** What is being asked **
Every record must come back unchanged, apart from the pictures, which are dropped.

== == ==

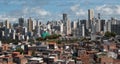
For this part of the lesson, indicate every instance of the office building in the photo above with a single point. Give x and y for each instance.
(7, 24)
(21, 22)
(90, 18)
(30, 25)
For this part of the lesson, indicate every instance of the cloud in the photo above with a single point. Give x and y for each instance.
(36, 10)
(109, 9)
(9, 18)
(77, 10)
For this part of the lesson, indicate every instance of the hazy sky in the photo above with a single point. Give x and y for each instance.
(53, 9)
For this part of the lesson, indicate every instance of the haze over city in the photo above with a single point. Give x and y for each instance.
(47, 10)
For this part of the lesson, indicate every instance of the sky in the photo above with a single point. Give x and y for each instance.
(47, 10)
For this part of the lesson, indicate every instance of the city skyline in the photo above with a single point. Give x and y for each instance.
(45, 10)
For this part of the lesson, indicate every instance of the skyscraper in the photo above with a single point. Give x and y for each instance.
(65, 18)
(7, 24)
(90, 18)
(30, 25)
(21, 22)
(68, 27)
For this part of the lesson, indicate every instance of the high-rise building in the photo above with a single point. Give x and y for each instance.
(90, 18)
(21, 22)
(65, 17)
(30, 25)
(68, 27)
(7, 24)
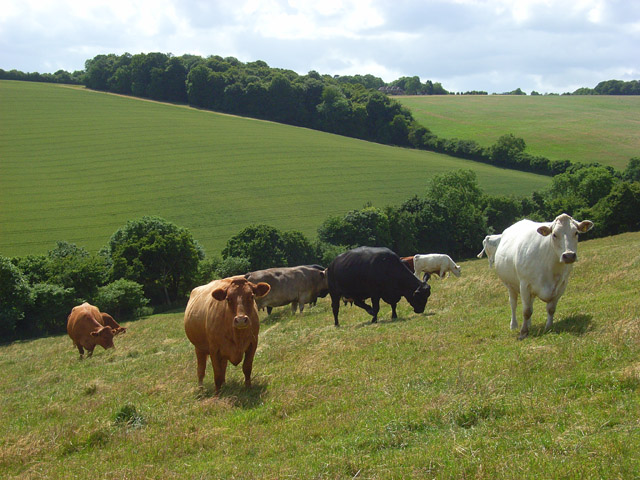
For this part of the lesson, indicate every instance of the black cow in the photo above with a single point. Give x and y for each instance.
(375, 273)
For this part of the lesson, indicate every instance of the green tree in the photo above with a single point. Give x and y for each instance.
(369, 226)
(157, 254)
(74, 267)
(619, 211)
(632, 172)
(298, 249)
(506, 149)
(262, 245)
(14, 296)
(121, 299)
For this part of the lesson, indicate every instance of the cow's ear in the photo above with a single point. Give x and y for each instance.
(261, 289)
(544, 230)
(219, 294)
(585, 226)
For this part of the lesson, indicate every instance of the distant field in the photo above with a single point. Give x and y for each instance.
(448, 394)
(603, 129)
(76, 165)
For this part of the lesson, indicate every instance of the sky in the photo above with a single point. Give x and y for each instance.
(489, 45)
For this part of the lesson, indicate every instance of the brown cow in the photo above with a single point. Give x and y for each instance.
(291, 285)
(84, 326)
(108, 321)
(221, 320)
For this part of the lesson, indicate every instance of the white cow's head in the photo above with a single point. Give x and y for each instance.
(564, 236)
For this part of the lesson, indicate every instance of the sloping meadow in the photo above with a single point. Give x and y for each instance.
(77, 165)
(449, 393)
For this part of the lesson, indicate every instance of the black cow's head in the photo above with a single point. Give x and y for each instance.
(418, 300)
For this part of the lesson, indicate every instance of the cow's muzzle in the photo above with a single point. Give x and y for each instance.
(241, 321)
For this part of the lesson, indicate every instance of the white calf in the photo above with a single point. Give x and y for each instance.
(437, 263)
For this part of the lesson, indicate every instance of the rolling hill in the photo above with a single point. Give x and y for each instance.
(584, 129)
(447, 394)
(76, 165)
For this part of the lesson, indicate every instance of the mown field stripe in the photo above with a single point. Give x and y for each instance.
(77, 165)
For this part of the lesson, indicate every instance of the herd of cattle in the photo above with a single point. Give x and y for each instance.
(221, 318)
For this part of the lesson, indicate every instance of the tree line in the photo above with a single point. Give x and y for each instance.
(345, 105)
(349, 105)
(151, 263)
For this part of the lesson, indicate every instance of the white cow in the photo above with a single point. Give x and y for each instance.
(536, 259)
(489, 246)
(437, 263)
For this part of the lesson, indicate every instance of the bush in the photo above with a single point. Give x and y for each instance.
(159, 255)
(231, 266)
(121, 299)
(49, 308)
(14, 296)
(262, 245)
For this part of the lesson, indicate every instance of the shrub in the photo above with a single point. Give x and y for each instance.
(159, 255)
(49, 307)
(262, 245)
(14, 296)
(231, 266)
(121, 299)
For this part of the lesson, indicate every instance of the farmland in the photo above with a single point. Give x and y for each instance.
(585, 129)
(447, 394)
(76, 165)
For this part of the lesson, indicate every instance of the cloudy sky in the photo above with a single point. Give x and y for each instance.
(492, 45)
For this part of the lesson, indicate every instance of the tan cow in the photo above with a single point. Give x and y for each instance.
(291, 285)
(221, 321)
(85, 327)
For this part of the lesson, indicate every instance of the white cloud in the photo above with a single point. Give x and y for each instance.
(493, 45)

== == ==

** Result for this exercise **
For this part of the lesson, indicate every instance of the office building in the photo above with a single point. Give x and y for each instance.
(7, 24)
(21, 22)
(90, 18)
(30, 25)
For this part of the lesson, indicate every instance of the cloud in the photo above with a single point. Give x and y for each instance.
(36, 10)
(109, 9)
(9, 18)
(77, 10)
For this part of the lesson, indicate every instance of the hazy sky in the photo above with a single point. Give x and y for each instance.
(53, 9)
For this part of the lesson, indicate every instance of the haze over city in the photo above with a single point. Give x and y for each instance.
(47, 10)
For this part of the lesson, indicate every instance of the sky in the photo above with a single point. Give x and y for each instance.
(47, 10)
For this part of the lesson, indicate every instance of the city skyline in the photo above with a single point. Give x and y for each instance.
(45, 10)
For this part of the lesson, indicate every instance of the skyscraper in the photo above with a single point. Give x and y for each instance.
(65, 18)
(7, 24)
(90, 18)
(30, 25)
(21, 22)
(68, 27)
For this part of the lesson, indicate every instance of the high-rise building in the photo above with a single point. Give x and y for each instance.
(90, 18)
(21, 22)
(65, 17)
(30, 25)
(68, 27)
(7, 24)
For this part of the lesson, indicate every instance of the black cow in the photo above with a single point. Give x and y for each instance.
(375, 273)
For this part of the lesson, indicate every instance of the green tree in the photo above with a single point. Give x and y for each instance.
(369, 226)
(157, 254)
(74, 267)
(619, 211)
(632, 172)
(298, 249)
(506, 149)
(262, 245)
(14, 296)
(121, 299)
For this part of the lesson, indicate every instance of the cow's ear in the photo above with a single point. Give x and y for each instance.
(261, 289)
(544, 230)
(219, 294)
(585, 226)
For this part of the lesson, indicate every instance of the distant field in the photo above with a single point. Give x and y for each instance.
(448, 394)
(603, 129)
(76, 165)
For this part of the lesson, indicate every instance of the sky in the photo above with a single point. Give x and y for each instance.
(489, 45)
For this part of the lesson, indicate every instance of the brown cow in the photo above with a single point. Give x and y for each instance.
(291, 285)
(84, 326)
(108, 321)
(221, 320)
For this part of the lesson, indicate every instance of the white cow's head in the photo above with a single point. Give x and y for each instance.
(564, 236)
For this part of the lesson, indicate every instance of the sloping meadow in the photo above with a single point. Give x and y for each instance.
(77, 165)
(449, 393)
For this part of the lesson, indicate every instance of the black cow's head in the photo above with a single point. Give x and y for each instance.
(418, 300)
For this part of the lesson, indicate every instance of the cow's muzzle in the photo above with a single point. Give x and y for each instance.
(241, 321)
For this part of the lesson, indicate every instance of the white calf in the photo above with a single point. Give x and y for each instance.
(437, 263)
For this part of the lesson, indicate every instance of the rolling hill in the photo above with a single point. Give x and y for each instance.
(584, 129)
(447, 394)
(76, 165)
For this part of the lesson, indicate every instance of the mown field stripe in the photo above with a single point. Give x and y for each instance.
(77, 165)
For this part of the lesson, indicate every instance of the herd of cattle in the photo above with a single point. Give x and y for each instance.
(221, 318)
For this part of the lesson, indicate every instance of the tree line in the photo above with a single point. Give x and y for each instance.
(345, 105)
(349, 105)
(151, 263)
For this part of the lesson, indicate every instance of the white cow in the photo above with a single point. Give x and y for each instance.
(536, 259)
(489, 246)
(437, 263)
For this part of the lesson, indicate every instance of the bush in the photo above with a single point. Give x and y for each instance.
(159, 255)
(231, 266)
(121, 299)
(49, 308)
(14, 296)
(262, 245)
For this part of the lesson, indicate every instance of the shrub in the photo above with a single point. Give x and y for each instance.
(159, 255)
(49, 307)
(262, 245)
(14, 296)
(231, 266)
(121, 299)
For this part of the lesson, indicate every instance of the farmland in the photo above with a single point. Give x and y for each instance.
(585, 129)
(447, 394)
(76, 165)
For this part of the lesson, indicate every instance of the cloudy sky in the photo above with a single point. Give x and y for each instance.
(492, 45)
For this part of the lesson, indicate every instance of the tan cow in the photo above with a single point. Give x and y for each instance.
(291, 285)
(221, 321)
(85, 327)
For this part of the lesson, indicate every instance of the white cloud in the photo above with a single point. Give x and y for each instance.
(493, 45)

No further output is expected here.